*Stated task A:* Count the lines in the records below that contain the string "distant", treating uppercase and lowercase as distinct, and reply with the number alone.

*Page excerpt:*

--

My Not So Perfect Life Sophie Kinsella (2017)
The British writer Sophie Kinsella is a phenomenon in the chick lit genre. Her nine novels in the Shopaholic series (starting with Confessions of a Shopaholic, 2001) have sold in the millions and have been translated into 30 languages. She’s also written eight standalone novels under the Sophie Kinsella pen name. Writing under her actual name, Madeleine Wickham, she has another eight titles. I decided to find out for myself why this author is so popular around the world.
My Not So Perfect Life is one of the standalone novels, so Kinsella has to set up and then wrap up her story in one volume. In some ways it’s a straightforward romantic tale: struggling young working class woman falls for fabulously wealthy guy. But then added in to the mix is a small-scale workplace mystery, plus the British obsession with social class, accent, and county of birth.
Katie Brenner, age 28, is a low-level employee at a London branding firm that creates images and advertising campaigns for consumer products. She’s from rural Somerset, in the southwest of England, but her dream has been to live in London. Katie is barely surviving, sharing a miserable flat with two odd characters, enduring a lengthy commute, and navigating complex office politics. But she posts idyllic photos of London scenes on Instagram to lead her followers to believe that she’s happy. Her boss, Demeter Farlowe, seems to have a perfect life—perfect job, perfect family, perfect clothes, perfect makeup. Katie wants to be Demeter, and she’s taken steps in that direction, preparing a portfolio of branding designs and ideas, with hopes of rising in her profession. She’s worked to eliminate her Somerset accent and has styled herself as “Cat” instead of “Katie.” She’s also met and fallen for one of the executives of the firm.

--

*Stated task B:*
Using the book review above, answer each of the following on its own line:
(i) How many novels make up the Shopaholic series?
(ii) What kind of mystery does the book review say is added to the romantic tale?
(iii) What name has Katie Brenner adopted in place of "Katie"?

--

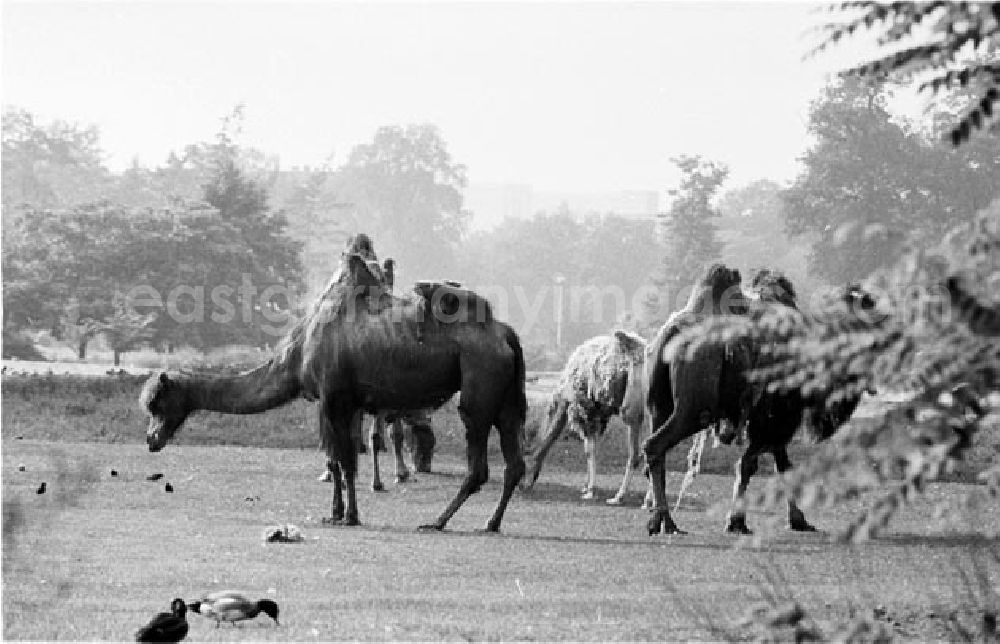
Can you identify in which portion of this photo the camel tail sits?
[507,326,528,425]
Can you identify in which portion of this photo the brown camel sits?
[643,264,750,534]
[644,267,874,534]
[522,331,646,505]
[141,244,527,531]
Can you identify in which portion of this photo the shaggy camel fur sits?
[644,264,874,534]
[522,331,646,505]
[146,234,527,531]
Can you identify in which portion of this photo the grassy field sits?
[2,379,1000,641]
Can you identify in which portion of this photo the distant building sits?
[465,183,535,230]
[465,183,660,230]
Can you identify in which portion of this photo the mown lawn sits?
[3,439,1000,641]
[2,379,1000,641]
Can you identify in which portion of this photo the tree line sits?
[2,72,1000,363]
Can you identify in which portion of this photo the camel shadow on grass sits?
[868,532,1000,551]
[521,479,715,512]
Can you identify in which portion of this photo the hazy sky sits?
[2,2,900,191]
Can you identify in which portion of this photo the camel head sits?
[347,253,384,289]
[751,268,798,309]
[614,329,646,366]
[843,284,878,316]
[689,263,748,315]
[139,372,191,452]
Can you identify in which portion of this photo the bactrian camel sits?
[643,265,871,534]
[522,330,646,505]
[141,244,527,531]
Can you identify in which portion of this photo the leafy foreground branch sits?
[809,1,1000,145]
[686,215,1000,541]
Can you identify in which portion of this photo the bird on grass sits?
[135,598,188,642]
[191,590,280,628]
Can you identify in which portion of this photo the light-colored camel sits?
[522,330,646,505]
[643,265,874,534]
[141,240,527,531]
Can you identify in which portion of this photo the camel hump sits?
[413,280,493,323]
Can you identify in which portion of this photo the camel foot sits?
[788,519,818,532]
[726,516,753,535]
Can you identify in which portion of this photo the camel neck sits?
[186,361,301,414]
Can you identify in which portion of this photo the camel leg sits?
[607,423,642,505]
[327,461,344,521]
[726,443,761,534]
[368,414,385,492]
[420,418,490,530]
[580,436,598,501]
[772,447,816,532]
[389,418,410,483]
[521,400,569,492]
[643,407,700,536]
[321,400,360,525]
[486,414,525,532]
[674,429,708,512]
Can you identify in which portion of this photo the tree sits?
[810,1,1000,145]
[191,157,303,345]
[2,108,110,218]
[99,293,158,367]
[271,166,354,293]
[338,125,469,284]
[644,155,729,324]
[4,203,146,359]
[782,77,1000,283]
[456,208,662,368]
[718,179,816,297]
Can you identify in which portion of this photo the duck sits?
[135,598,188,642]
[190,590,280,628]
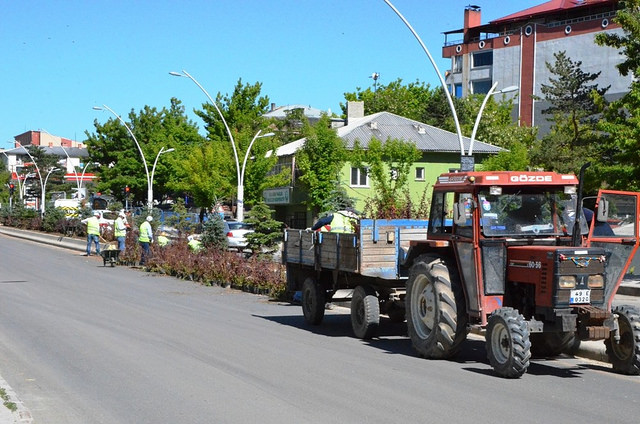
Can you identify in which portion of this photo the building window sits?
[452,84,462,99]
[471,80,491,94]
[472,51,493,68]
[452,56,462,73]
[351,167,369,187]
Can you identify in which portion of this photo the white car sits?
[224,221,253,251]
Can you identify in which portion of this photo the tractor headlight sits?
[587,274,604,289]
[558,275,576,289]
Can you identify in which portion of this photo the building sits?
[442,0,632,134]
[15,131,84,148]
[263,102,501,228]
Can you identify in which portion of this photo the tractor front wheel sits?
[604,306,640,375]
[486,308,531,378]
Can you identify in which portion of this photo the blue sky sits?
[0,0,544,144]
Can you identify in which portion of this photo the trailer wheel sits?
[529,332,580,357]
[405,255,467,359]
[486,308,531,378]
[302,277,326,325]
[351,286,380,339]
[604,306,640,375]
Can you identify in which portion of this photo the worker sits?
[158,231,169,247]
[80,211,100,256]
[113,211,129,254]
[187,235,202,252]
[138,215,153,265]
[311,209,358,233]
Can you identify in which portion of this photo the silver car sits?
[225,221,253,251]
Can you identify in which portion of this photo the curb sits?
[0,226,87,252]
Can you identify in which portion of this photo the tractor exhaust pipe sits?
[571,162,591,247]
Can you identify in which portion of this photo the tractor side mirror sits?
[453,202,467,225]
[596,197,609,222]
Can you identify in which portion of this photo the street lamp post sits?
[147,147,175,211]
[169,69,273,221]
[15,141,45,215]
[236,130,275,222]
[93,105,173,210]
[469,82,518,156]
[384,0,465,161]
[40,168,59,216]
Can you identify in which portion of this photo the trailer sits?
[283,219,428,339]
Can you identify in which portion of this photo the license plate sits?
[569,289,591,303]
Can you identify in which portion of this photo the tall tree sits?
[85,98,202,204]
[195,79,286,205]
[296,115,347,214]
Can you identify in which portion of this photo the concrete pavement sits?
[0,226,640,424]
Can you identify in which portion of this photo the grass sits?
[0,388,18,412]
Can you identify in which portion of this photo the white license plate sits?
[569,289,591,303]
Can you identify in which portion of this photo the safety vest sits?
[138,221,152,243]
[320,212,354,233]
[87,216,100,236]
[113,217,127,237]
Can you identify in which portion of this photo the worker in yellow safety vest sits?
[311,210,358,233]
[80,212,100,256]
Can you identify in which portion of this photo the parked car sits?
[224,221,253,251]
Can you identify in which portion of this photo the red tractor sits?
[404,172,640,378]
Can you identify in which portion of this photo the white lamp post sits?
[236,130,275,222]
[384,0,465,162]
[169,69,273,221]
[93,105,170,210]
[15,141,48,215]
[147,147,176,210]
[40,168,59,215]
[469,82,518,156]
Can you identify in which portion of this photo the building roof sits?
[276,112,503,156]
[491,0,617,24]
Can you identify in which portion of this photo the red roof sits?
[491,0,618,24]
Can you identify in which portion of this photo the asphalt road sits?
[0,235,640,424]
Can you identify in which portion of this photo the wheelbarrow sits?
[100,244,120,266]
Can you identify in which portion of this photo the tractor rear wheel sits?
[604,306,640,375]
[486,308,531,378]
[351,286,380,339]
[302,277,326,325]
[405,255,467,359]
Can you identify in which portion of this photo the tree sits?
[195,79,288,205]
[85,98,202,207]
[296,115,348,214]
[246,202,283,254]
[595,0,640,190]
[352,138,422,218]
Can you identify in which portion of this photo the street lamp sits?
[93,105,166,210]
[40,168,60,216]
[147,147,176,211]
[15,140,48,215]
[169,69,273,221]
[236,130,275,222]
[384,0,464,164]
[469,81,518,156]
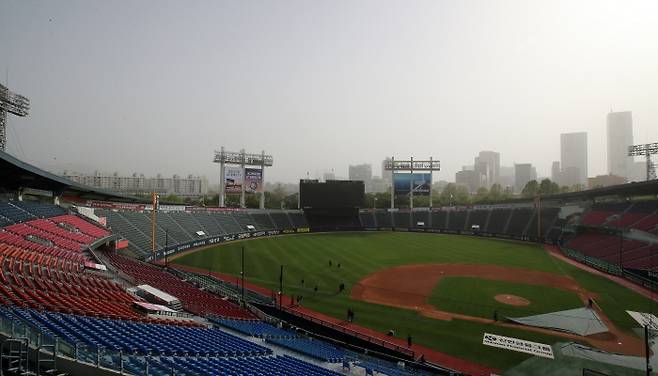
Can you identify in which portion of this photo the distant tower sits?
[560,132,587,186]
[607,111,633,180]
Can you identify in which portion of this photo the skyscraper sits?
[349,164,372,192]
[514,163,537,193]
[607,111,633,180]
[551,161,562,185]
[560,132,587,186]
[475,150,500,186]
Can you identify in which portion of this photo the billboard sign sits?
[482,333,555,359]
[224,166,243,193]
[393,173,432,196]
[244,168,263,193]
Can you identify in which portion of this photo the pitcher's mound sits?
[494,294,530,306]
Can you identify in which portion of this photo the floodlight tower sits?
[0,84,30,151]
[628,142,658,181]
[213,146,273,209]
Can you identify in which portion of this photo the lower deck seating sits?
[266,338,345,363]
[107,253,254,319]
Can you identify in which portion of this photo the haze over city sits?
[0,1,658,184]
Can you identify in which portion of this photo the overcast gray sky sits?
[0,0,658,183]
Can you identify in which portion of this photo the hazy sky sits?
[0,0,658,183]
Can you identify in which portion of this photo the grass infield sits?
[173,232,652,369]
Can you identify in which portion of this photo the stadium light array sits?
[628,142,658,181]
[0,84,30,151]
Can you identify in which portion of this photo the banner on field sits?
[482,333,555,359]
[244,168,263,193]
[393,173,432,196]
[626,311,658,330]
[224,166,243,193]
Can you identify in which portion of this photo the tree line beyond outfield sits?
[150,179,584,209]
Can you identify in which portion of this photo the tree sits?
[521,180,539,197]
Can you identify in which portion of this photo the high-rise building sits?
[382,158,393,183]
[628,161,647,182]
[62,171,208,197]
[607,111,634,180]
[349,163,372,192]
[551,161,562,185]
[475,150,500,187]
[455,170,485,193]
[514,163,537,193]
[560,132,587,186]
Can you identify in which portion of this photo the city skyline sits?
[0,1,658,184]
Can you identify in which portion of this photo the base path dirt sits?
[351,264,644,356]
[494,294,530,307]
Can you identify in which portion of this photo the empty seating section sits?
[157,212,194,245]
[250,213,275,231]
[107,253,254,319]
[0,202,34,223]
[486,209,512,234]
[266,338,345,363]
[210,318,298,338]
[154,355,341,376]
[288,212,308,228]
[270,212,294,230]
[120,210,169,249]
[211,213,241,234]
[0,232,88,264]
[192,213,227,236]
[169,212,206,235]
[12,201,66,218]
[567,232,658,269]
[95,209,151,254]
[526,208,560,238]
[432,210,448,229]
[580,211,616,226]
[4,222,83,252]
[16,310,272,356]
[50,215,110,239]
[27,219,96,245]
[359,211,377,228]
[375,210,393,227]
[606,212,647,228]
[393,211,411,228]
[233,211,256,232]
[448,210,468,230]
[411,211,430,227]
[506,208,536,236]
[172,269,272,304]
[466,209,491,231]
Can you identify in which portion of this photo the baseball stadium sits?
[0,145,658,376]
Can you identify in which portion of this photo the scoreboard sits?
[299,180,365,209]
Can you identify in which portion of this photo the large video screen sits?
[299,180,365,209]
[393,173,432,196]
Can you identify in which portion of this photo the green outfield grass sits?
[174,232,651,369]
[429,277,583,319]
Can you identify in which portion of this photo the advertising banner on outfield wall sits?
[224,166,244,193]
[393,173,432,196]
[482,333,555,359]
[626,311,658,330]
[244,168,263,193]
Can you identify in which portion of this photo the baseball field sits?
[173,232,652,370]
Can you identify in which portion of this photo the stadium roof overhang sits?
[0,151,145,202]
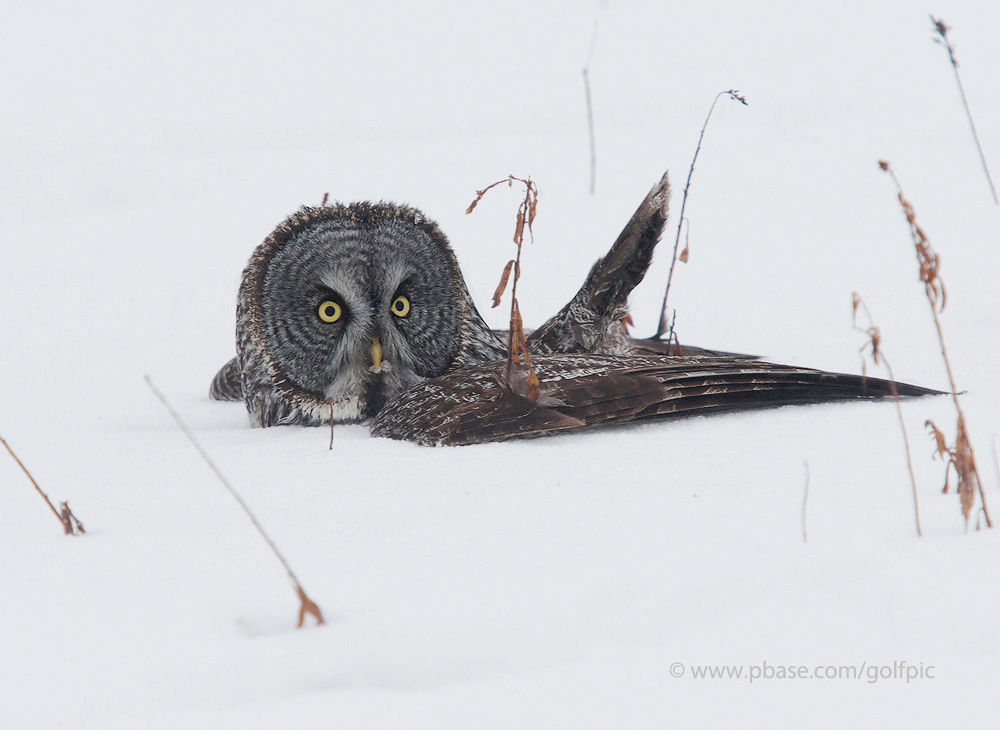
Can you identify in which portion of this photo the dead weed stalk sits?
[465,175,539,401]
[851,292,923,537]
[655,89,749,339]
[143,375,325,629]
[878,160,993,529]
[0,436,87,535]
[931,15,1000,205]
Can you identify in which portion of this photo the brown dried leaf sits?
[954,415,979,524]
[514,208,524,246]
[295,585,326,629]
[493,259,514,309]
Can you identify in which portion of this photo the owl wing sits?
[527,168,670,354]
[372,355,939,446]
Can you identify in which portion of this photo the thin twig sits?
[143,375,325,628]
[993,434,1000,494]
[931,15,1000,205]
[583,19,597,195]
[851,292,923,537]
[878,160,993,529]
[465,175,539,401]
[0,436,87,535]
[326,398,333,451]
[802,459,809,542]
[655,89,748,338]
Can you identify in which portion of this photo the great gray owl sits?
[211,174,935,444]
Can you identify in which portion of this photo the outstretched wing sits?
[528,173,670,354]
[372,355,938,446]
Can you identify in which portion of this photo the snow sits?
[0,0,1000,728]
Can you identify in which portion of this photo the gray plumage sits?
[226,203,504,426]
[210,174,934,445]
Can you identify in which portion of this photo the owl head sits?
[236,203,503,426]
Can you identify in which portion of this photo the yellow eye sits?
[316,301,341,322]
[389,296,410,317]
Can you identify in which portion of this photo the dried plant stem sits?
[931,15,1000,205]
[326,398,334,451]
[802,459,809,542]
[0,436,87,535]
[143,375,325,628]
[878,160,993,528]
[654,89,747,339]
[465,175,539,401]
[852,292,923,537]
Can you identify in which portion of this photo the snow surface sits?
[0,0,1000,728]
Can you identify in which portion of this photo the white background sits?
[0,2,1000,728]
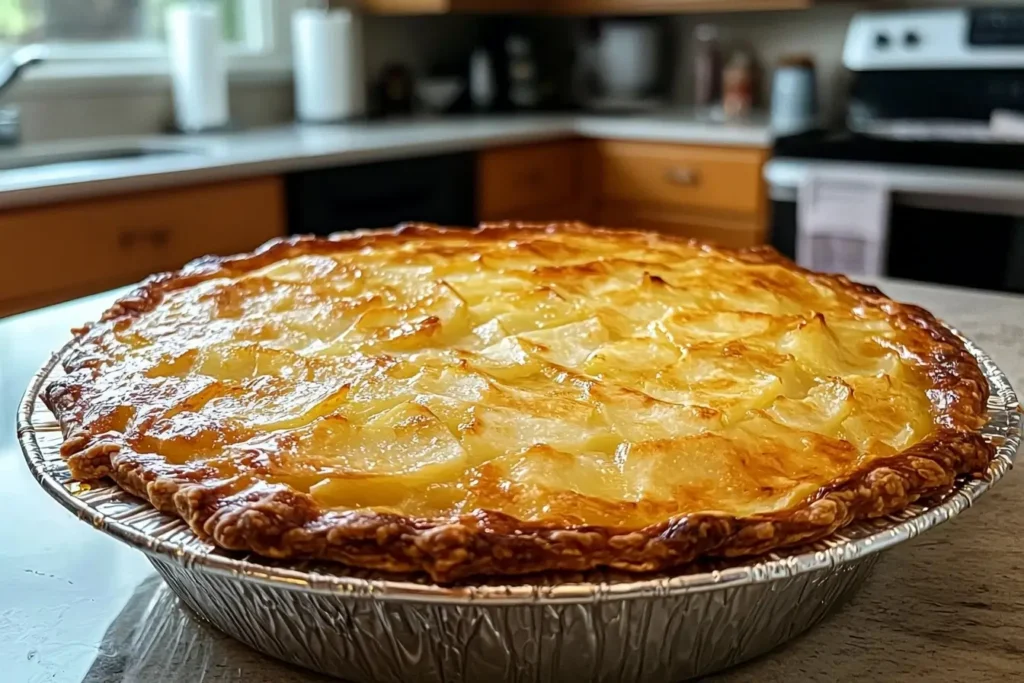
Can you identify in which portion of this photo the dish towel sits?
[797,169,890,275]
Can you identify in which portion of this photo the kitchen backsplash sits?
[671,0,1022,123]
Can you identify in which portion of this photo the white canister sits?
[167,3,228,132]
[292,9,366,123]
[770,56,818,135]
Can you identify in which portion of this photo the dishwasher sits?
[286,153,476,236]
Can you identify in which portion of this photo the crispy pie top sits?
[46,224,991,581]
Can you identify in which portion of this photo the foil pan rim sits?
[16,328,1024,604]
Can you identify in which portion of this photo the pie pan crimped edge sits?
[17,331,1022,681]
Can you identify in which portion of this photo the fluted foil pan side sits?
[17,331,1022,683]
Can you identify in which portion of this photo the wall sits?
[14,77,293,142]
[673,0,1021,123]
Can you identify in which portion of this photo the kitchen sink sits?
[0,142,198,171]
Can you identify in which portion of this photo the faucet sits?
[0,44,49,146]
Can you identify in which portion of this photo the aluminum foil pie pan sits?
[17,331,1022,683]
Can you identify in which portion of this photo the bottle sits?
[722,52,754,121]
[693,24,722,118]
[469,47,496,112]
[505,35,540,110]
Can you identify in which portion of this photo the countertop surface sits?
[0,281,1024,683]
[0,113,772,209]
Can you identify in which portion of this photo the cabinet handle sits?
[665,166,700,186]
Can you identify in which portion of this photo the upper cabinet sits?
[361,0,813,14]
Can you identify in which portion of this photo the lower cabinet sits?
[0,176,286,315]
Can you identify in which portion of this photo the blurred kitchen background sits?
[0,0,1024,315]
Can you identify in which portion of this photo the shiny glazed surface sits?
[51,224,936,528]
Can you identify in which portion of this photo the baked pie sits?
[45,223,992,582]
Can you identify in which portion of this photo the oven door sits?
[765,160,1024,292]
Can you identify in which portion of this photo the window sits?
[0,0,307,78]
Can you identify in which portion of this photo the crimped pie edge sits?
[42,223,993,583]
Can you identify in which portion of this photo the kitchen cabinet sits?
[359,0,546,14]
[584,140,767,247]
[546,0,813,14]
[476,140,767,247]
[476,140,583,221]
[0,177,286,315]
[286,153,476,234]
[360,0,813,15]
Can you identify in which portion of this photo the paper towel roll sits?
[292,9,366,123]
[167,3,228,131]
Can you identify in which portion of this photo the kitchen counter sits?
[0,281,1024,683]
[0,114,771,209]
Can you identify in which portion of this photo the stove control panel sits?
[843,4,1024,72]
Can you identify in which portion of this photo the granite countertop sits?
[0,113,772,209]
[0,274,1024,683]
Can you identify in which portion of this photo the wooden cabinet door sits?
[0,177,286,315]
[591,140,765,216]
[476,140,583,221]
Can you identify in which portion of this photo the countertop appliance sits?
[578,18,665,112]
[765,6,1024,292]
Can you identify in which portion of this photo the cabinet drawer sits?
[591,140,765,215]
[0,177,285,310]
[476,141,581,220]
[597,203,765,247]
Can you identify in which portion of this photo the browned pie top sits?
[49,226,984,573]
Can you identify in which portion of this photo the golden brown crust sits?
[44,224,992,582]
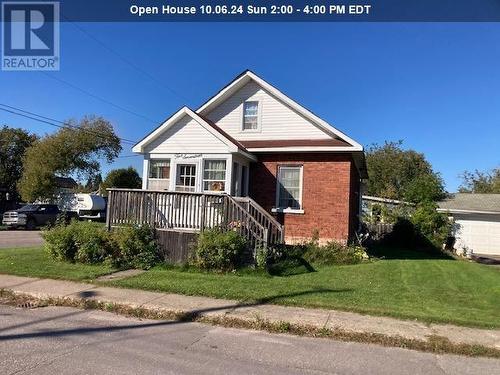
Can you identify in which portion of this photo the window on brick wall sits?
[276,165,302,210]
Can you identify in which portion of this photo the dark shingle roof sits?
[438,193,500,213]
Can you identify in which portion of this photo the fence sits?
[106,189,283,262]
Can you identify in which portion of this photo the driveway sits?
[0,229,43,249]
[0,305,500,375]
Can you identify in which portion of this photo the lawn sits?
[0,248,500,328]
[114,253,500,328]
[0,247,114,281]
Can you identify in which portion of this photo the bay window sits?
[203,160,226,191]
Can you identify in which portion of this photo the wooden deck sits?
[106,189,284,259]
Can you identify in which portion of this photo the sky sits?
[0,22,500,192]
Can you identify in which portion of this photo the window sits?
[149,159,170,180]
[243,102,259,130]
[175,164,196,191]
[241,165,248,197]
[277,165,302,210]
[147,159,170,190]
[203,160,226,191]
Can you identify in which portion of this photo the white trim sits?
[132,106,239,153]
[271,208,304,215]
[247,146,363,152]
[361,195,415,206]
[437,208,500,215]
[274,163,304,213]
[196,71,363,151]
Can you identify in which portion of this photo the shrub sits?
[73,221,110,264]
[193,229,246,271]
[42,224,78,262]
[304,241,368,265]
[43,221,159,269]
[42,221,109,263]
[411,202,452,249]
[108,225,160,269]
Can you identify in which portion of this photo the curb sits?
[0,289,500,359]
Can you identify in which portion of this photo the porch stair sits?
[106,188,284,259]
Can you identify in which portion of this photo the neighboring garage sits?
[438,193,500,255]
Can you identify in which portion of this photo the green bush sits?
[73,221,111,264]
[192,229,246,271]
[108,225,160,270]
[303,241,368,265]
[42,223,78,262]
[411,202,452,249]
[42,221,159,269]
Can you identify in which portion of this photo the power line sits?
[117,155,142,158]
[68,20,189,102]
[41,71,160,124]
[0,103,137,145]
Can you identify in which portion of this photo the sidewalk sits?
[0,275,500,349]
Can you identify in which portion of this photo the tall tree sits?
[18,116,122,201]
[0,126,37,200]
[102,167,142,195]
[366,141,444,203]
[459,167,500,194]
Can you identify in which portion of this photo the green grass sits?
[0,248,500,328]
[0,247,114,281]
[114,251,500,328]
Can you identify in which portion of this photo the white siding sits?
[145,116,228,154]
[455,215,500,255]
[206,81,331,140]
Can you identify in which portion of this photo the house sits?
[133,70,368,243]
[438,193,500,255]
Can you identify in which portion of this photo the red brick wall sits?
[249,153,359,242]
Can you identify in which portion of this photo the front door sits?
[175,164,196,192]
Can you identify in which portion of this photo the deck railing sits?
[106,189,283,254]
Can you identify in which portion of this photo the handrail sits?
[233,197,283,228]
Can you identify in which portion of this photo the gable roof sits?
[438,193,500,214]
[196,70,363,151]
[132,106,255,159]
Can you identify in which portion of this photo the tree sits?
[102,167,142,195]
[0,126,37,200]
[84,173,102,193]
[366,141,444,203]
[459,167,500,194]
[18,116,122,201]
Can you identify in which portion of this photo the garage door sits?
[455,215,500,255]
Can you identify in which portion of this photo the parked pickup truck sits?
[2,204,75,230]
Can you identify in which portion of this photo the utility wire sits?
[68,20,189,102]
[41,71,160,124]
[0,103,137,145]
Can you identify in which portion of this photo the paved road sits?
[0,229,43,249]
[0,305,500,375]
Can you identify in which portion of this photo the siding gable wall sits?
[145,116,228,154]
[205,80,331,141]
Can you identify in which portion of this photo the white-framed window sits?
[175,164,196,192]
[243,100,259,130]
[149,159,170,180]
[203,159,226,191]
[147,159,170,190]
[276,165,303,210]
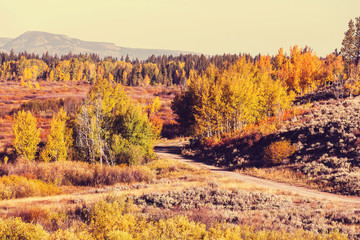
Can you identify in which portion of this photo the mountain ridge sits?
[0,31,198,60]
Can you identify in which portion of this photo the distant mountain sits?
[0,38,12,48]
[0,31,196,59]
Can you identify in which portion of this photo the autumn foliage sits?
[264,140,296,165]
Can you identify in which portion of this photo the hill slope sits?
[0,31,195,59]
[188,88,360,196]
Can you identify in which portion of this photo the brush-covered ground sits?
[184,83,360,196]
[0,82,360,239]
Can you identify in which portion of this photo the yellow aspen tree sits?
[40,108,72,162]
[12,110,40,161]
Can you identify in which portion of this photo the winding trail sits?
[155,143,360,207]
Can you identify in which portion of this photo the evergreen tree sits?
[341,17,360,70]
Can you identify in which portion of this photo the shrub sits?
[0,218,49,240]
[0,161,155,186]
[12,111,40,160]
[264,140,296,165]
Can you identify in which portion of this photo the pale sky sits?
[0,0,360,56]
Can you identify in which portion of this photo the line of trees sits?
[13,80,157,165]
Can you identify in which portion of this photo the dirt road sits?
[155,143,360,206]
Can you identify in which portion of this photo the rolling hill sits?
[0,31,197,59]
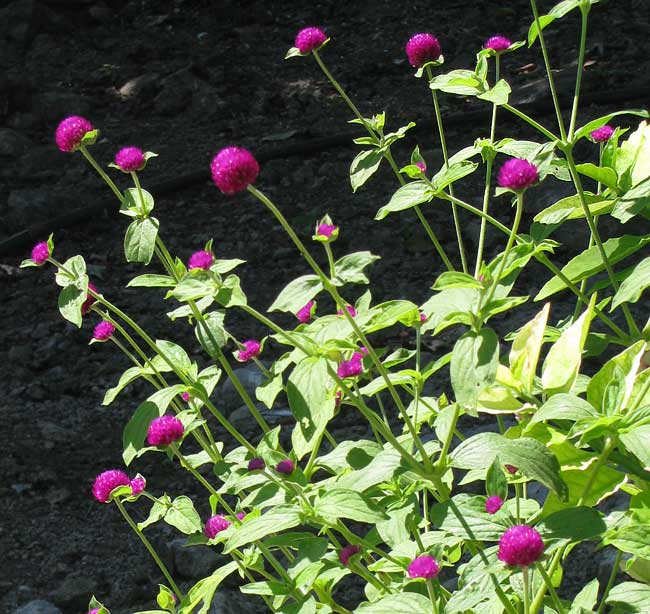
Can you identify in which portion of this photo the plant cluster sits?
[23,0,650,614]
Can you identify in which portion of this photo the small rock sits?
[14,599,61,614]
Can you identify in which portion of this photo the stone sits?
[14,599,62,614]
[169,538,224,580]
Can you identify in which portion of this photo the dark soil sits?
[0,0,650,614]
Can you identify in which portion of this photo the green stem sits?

--

*Written response A:* 3

*Written response B:*
(i) Nine
(ii) A small-scale workplace mystery
(iii) "Cat"